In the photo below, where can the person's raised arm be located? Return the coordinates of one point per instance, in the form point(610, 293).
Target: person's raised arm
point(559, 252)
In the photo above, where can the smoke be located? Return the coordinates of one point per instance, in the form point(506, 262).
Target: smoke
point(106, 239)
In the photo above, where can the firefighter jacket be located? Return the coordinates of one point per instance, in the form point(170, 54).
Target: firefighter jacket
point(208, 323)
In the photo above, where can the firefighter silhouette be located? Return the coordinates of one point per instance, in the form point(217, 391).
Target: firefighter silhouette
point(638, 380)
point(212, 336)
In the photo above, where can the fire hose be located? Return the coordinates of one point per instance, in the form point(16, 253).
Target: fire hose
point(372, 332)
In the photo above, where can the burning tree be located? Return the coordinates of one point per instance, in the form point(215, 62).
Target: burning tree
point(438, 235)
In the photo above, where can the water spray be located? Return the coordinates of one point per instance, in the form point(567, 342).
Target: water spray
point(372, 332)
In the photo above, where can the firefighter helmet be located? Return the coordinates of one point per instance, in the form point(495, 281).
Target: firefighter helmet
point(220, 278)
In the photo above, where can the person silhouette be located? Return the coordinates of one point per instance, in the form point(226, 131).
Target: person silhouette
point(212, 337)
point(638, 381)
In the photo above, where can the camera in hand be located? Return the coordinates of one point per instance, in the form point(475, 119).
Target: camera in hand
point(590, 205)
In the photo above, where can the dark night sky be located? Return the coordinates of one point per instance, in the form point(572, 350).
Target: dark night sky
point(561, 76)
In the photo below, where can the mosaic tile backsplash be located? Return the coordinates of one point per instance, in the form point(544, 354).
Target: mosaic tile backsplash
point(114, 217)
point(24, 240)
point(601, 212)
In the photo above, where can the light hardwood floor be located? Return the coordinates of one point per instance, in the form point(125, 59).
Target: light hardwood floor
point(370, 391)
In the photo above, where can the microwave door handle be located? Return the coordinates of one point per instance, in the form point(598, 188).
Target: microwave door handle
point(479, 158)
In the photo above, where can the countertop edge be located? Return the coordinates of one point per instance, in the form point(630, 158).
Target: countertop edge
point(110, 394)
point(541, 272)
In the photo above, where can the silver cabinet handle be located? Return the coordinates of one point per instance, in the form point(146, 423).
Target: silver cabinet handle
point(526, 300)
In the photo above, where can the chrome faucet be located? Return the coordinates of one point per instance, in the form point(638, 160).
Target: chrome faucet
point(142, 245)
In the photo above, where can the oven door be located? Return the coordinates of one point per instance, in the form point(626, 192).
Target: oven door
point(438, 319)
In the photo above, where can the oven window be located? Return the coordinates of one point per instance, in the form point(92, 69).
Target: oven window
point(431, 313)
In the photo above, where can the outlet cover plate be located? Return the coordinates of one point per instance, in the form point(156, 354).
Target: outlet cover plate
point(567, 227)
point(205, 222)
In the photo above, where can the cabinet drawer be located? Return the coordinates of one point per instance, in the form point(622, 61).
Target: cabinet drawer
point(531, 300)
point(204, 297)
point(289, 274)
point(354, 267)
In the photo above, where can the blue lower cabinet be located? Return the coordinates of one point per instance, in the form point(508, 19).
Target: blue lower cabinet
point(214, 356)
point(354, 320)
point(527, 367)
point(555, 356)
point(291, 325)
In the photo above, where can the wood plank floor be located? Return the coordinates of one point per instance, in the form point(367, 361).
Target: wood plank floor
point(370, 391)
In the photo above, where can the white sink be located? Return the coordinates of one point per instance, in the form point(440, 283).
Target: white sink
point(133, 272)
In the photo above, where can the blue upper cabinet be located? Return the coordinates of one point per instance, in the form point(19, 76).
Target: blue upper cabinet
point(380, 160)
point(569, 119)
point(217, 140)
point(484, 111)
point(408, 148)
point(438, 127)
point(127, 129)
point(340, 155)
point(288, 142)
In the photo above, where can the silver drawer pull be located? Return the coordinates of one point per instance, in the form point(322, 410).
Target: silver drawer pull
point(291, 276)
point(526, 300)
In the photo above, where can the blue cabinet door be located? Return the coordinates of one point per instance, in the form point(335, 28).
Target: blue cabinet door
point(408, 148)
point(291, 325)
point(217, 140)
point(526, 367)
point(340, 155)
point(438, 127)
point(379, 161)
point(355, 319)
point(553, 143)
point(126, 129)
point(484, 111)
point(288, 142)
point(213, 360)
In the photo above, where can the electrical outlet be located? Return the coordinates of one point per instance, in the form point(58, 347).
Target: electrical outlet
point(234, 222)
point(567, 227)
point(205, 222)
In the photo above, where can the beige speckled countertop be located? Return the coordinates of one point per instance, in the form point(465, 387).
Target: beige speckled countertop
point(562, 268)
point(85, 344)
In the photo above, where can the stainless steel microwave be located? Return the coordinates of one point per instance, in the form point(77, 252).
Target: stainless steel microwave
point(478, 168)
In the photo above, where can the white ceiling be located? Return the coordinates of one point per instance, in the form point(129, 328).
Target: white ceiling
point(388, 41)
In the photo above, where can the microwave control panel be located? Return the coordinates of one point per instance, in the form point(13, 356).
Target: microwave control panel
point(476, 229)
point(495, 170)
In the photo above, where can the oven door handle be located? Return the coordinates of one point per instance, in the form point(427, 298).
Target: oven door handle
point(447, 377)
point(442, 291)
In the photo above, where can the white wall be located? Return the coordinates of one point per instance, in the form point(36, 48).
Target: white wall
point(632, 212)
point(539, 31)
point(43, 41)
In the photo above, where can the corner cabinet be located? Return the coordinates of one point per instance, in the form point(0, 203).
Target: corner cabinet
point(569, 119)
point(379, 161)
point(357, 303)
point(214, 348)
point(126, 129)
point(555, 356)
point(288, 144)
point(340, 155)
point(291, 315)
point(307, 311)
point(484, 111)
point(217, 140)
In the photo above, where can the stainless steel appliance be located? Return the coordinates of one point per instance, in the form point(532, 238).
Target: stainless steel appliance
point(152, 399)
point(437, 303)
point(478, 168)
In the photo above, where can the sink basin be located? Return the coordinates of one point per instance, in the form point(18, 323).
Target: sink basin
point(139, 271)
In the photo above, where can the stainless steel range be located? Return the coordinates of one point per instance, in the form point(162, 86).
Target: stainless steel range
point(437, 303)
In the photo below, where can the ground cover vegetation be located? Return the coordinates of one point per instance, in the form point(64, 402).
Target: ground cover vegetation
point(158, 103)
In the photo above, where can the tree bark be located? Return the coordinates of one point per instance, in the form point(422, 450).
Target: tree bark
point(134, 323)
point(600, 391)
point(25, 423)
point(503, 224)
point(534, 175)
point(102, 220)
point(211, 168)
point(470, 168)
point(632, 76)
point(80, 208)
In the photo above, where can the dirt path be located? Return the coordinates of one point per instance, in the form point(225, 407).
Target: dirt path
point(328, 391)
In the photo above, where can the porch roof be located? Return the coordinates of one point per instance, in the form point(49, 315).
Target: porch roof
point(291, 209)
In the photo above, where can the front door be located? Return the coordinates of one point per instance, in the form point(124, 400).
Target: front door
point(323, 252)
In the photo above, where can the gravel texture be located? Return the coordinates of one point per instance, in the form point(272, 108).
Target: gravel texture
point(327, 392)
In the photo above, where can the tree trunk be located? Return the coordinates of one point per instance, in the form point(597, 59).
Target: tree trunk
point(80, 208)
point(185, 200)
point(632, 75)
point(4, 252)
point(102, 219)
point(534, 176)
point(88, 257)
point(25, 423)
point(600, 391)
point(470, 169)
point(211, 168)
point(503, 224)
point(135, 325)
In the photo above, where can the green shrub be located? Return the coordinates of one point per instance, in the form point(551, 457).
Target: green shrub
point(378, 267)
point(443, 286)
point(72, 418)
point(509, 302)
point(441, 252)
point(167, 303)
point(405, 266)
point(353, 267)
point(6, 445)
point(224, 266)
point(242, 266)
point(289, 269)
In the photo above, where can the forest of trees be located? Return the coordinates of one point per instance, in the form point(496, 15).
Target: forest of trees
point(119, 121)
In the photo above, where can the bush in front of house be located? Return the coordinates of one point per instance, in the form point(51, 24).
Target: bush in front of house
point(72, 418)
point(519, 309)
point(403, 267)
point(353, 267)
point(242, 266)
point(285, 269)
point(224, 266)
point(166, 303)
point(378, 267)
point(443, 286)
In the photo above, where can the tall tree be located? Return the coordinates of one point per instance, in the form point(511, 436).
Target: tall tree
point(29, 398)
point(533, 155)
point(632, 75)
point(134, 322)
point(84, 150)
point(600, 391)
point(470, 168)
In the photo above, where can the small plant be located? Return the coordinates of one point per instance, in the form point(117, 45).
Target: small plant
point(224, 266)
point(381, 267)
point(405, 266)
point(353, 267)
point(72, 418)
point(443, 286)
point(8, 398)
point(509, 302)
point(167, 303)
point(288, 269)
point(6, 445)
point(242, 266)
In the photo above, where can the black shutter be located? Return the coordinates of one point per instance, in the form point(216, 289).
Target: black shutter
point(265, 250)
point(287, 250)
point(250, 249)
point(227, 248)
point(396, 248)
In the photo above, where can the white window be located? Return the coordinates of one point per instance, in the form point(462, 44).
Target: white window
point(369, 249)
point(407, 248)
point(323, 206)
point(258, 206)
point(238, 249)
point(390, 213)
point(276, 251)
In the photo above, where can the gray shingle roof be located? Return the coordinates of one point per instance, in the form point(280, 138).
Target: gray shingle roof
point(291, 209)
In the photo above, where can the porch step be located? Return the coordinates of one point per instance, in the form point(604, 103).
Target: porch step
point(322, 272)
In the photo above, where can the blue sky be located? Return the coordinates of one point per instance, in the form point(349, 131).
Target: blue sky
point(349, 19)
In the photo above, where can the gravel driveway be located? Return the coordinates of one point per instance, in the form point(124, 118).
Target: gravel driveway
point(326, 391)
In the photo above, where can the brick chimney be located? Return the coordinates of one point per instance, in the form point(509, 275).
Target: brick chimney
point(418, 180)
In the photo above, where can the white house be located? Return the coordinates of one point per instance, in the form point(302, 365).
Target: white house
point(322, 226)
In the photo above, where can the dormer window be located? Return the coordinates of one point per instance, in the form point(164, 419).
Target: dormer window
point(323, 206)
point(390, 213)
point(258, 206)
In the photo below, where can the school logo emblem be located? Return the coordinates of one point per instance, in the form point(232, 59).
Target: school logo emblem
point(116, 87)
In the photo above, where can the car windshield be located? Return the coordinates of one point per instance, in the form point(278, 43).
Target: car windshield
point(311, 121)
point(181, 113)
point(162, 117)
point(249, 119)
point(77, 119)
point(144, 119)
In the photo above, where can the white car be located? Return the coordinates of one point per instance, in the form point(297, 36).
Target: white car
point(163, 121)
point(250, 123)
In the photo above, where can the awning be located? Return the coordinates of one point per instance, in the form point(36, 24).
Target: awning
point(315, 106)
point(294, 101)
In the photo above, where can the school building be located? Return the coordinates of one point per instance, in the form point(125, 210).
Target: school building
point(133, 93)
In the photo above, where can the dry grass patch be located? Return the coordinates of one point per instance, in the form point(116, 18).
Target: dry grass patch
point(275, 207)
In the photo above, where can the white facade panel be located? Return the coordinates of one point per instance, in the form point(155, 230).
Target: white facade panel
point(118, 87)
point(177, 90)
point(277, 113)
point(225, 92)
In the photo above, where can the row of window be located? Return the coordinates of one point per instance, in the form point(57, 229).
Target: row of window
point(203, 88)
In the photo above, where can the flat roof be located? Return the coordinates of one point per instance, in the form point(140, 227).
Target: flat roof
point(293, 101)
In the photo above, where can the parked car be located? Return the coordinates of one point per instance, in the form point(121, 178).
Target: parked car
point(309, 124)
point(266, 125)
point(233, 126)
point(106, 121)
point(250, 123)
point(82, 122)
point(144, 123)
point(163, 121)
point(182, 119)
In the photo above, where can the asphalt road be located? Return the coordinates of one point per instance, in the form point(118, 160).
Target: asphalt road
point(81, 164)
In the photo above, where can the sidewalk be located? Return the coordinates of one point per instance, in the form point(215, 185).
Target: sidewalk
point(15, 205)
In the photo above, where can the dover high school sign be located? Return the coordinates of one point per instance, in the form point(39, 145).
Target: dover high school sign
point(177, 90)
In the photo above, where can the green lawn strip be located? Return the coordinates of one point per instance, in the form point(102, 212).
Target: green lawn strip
______
_Work to complete_. Give the lines as a numbered list, leaving out any blank lines, starting at the line that contains "In the photo below, where can the school" and ending with the line that contains "point(116, 87)", with both of those lines included.

_Complete response_.
1. In the photo below, where can the school logo emblem be located? Return the coordinates of one point per instance, in the form point(232, 59).
2. Target: school logo emblem
3. point(116, 87)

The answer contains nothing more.